What to produce - Pull every line out of the listing below and write each one back word for word.

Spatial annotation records
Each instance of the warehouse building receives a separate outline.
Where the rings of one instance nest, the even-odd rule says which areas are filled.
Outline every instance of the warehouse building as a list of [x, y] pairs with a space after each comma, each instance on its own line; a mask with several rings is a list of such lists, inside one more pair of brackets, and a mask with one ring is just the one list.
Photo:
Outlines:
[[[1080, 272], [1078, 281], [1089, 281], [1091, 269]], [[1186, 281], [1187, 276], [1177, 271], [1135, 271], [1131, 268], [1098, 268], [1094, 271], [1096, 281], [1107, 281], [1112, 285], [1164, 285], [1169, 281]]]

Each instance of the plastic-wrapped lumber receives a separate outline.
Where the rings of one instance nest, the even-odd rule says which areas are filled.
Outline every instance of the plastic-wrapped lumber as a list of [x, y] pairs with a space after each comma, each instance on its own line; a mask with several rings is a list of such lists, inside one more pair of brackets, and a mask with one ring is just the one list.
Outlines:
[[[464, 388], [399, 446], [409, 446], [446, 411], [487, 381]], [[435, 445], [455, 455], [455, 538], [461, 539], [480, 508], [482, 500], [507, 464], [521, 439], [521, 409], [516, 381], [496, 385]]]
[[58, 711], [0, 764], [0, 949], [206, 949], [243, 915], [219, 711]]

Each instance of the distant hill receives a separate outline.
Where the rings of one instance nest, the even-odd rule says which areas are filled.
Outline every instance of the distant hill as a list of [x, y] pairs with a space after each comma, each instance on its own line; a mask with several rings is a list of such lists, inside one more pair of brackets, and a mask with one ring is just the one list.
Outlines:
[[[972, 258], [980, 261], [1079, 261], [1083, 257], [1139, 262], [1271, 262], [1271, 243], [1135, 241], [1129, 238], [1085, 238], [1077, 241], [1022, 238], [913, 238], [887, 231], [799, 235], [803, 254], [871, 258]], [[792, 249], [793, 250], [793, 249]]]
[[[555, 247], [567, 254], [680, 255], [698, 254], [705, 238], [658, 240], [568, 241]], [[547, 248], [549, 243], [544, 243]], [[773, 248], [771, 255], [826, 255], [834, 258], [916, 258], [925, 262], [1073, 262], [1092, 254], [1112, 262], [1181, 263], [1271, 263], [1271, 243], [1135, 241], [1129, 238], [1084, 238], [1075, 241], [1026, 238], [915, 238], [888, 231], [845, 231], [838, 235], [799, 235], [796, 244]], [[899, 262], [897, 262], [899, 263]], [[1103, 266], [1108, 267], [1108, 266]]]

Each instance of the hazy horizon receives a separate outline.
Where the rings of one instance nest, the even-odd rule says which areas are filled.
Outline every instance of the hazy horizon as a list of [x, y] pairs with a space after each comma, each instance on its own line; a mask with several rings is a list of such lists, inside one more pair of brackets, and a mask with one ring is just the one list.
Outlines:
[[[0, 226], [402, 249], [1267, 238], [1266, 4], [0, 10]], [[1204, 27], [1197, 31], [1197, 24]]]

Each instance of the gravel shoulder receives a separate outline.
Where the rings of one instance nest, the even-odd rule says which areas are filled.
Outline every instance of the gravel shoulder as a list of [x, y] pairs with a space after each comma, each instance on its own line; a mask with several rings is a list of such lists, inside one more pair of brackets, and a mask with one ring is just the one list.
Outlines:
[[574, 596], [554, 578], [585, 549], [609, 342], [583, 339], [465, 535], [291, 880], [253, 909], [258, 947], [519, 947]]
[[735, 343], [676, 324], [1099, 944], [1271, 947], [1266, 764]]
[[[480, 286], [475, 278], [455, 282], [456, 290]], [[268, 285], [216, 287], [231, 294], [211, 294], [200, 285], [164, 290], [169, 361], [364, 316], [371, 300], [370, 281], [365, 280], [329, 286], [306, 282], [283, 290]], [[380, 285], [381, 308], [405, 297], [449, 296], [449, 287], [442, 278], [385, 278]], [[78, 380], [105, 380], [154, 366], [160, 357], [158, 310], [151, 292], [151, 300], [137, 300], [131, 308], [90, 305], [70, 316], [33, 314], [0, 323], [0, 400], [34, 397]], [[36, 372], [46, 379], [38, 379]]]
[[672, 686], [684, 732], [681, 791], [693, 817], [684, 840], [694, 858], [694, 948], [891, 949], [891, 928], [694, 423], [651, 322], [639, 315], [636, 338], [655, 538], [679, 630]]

Exercise result -
Each instance of the warehouse building receives a separate outline.
Where the rings of one instance nest, the even-odd rule says which areas are filled.
Outline every instance of the warehouse building as a list of [x, y] pairs with a space after each comma, each instance on its own line; a mask with several rings is a list of such lists, inside one more pair of brackets, and a mask with one ring is just the one list.
Photo:
Outlines:
[[[1080, 272], [1078, 281], [1089, 281], [1091, 269]], [[1186, 281], [1187, 276], [1177, 271], [1135, 271], [1131, 268], [1098, 268], [1094, 271], [1096, 281], [1107, 281], [1112, 285], [1164, 285], [1169, 281]]]

Each instance of the plastic-wrapped lumber receives a separate outline.
Where the rings of one instance nest, the even-odd rule says which areas are filled.
Outline every instance of the plastic-wrapped lumber as a list of [x, y] pairs with a space after each comma, each instance on its own line; a mask with several rings is a list of such lists, inside one more pair of brackets, and a mask with one ring is just the one list.
Outlines:
[[[464, 388], [399, 446], [409, 446], [446, 411], [487, 381]], [[435, 445], [455, 455], [455, 538], [461, 539], [480, 508], [482, 500], [507, 464], [521, 439], [521, 409], [516, 381], [496, 385]]]
[[58, 711], [0, 764], [0, 949], [206, 949], [243, 915], [219, 711]]

Each instance of the distant hill receives a separate outline.
Where the rings of one instance nest, the even-odd rule says which areas are filled.
Outline every instance of the distant hill as a list of [x, y] pairs with a space after each comma, each instance on its own line; a mask with several rings is a list of such lists, inside one more pair of brackets, and a mask with one ring is just the one list.
Outlines:
[[[972, 258], [980, 261], [1079, 261], [1083, 257], [1139, 262], [1271, 262], [1271, 243], [1135, 241], [1129, 238], [1085, 238], [1077, 241], [1022, 238], [913, 238], [887, 231], [799, 235], [803, 254], [871, 258]], [[792, 249], [793, 250], [793, 249]]]
[[[555, 247], [567, 254], [680, 255], [698, 254], [705, 238], [658, 240], [568, 241]], [[547, 248], [549, 243], [544, 243]], [[773, 248], [771, 255], [826, 255], [834, 258], [916, 258], [925, 262], [1073, 262], [1092, 254], [1112, 262], [1181, 263], [1271, 263], [1271, 243], [1135, 241], [1129, 238], [1084, 238], [1075, 241], [1026, 238], [915, 238], [888, 231], [845, 231], [838, 235], [799, 235], [796, 244]], [[899, 262], [897, 262], [899, 263]], [[1103, 266], [1108, 267], [1108, 266]]]

Each instance of the hazy horizon receives a separate outline.
Where the rings of one instance nest, the even-odd rule says which areas are filled.
Outline every instance of the hazy horizon as a list of [x, y] pairs with a space after each comma, each instance on its own line; a mask with several rings is a list of such lists, inside one more pair of brackets, and a mask with one ring is just the one list.
Outlines:
[[[0, 226], [402, 249], [1267, 238], [1266, 4], [0, 10]], [[1204, 27], [1197, 31], [1197, 24]]]

Each instance of the gravel shoulder receives a separate outline.
Where the rings of one instance nest, the even-odd rule says which areas are filled.
Outline every instance of the gravel shoulder as a list of [x, y] pairs with a space after each comma, each instance on its own line; a mask with several rings is a list of such lists, inside one more pair of brackets, and a mask with one ring is just the one list.
Outlines:
[[574, 596], [554, 578], [585, 549], [609, 342], [583, 339], [465, 535], [291, 880], [253, 909], [258, 947], [519, 947]]
[[735, 343], [676, 324], [1099, 944], [1271, 947], [1266, 764]]
[[[480, 286], [475, 278], [455, 282], [456, 290]], [[268, 285], [216, 287], [231, 294], [211, 294], [200, 285], [164, 290], [169, 361], [364, 316], [371, 300], [370, 281], [365, 280], [329, 286], [306, 282], [283, 290]], [[380, 285], [381, 308], [405, 297], [449, 296], [449, 287], [442, 278], [385, 278]], [[78, 380], [105, 380], [154, 366], [160, 357], [158, 310], [151, 292], [151, 300], [137, 300], [131, 308], [90, 305], [70, 316], [33, 314], [0, 323], [0, 400], [34, 397]], [[36, 372], [46, 379], [38, 379]]]
[[672, 686], [684, 732], [681, 791], [693, 817], [684, 840], [694, 858], [694, 948], [891, 949], [891, 928], [694, 423], [651, 322], [639, 315], [636, 338], [655, 538], [679, 630]]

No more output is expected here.